### Task goal
If a line of the data below contains the string "calm", copy it into your answer.

### Material for this task
--- START ---
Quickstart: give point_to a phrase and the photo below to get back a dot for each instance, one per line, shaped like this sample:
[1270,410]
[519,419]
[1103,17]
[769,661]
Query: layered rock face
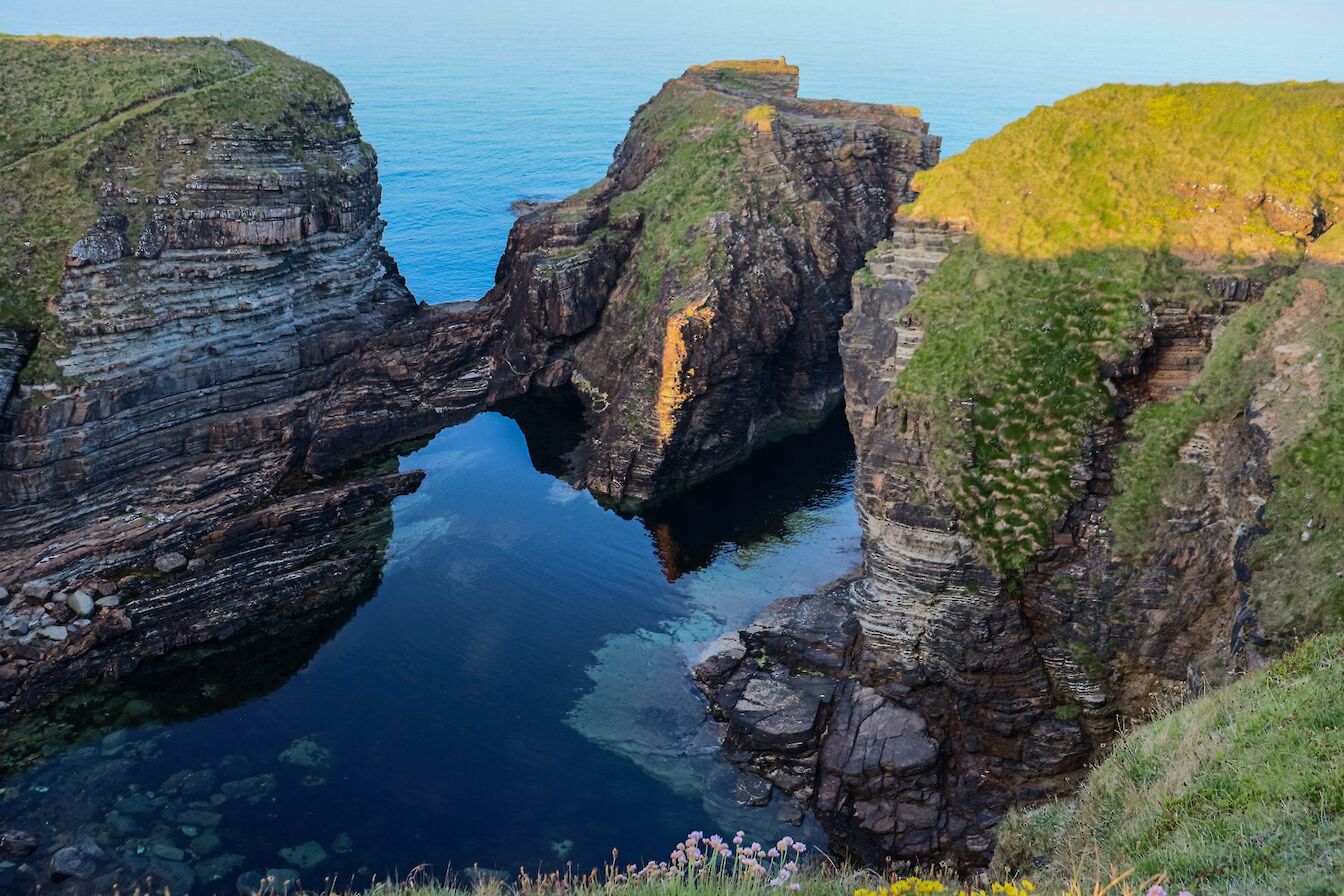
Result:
[913,705]
[694,296]
[160,492]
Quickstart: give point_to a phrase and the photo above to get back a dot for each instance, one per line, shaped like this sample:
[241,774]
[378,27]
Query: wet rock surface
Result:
[956,696]
[265,344]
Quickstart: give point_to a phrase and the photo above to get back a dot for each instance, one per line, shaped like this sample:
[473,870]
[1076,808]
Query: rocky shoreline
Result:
[262,349]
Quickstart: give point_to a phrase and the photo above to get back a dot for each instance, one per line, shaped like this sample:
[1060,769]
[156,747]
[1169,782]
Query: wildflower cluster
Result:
[1010,888]
[907,887]
[702,857]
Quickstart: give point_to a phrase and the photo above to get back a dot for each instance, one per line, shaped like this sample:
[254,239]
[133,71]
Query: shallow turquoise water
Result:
[516,691]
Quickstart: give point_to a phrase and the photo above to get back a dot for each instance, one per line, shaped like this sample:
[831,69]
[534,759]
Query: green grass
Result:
[51,87]
[75,108]
[1241,791]
[1297,583]
[1083,214]
[698,139]
[1139,167]
[1010,376]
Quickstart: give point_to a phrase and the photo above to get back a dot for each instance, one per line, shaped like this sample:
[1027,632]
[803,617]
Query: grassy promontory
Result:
[1241,791]
[1083,215]
[96,124]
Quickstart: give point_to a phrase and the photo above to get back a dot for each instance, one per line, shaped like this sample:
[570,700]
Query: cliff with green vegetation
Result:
[1241,791]
[96,125]
[190,254]
[694,296]
[1092,383]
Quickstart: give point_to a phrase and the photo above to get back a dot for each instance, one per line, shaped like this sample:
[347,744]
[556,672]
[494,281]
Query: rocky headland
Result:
[1073,468]
[1090,379]
[204,359]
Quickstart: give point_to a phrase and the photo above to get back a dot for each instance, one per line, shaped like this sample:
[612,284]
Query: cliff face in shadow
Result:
[198,359]
[1075,482]
[694,296]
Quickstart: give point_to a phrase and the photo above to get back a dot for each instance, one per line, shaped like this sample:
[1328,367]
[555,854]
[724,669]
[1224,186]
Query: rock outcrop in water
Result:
[911,707]
[156,489]
[223,336]
[694,296]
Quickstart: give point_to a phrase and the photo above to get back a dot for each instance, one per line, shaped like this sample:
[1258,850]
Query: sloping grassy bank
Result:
[88,117]
[1239,791]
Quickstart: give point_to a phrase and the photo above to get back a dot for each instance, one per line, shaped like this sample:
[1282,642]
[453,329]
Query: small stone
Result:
[307,752]
[219,867]
[200,783]
[167,850]
[139,708]
[282,880]
[135,805]
[16,844]
[753,790]
[304,855]
[120,824]
[206,842]
[70,861]
[79,602]
[199,818]
[789,812]
[247,786]
[249,883]
[170,562]
[113,742]
[171,875]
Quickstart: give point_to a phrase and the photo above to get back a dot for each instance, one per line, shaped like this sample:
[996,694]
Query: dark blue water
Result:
[516,691]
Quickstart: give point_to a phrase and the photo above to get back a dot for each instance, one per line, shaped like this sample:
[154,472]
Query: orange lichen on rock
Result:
[761,117]
[672,386]
[750,66]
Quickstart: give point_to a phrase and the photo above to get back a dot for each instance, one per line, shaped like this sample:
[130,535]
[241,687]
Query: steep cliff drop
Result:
[1061,501]
[190,273]
[694,296]
[202,333]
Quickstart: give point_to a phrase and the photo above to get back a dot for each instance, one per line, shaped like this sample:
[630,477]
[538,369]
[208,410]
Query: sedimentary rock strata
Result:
[694,296]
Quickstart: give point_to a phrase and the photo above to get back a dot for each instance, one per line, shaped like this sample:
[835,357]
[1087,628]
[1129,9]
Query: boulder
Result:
[170,562]
[79,602]
[16,844]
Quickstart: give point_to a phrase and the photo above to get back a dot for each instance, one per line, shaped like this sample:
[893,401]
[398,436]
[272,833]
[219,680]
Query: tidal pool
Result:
[515,693]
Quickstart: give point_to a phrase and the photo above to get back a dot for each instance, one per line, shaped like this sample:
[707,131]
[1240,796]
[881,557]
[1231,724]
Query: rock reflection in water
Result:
[479,709]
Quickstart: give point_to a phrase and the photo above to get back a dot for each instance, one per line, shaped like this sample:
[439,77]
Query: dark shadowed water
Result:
[516,689]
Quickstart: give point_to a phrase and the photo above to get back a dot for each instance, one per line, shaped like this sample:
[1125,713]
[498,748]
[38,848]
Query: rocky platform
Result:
[911,707]
[186,437]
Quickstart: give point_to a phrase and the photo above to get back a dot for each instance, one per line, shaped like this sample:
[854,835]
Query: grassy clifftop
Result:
[77,109]
[1238,171]
[1085,215]
[1241,791]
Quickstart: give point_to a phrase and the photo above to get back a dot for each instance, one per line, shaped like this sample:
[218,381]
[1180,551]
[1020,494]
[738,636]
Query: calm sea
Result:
[516,691]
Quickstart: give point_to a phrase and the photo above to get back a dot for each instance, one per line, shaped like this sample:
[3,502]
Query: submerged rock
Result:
[18,844]
[305,856]
[307,752]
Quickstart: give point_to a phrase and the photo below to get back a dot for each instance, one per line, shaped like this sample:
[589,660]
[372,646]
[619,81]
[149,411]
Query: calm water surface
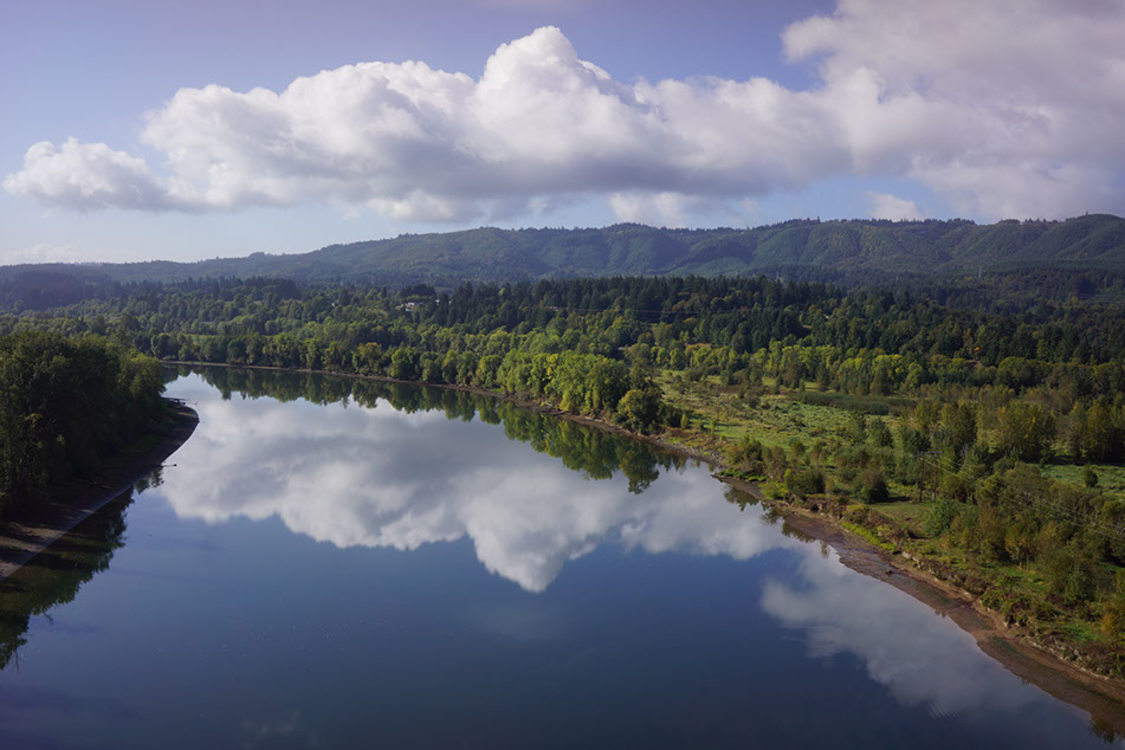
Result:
[422,569]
--- END ---
### Solution
Query: calm sea
Query: calm water surface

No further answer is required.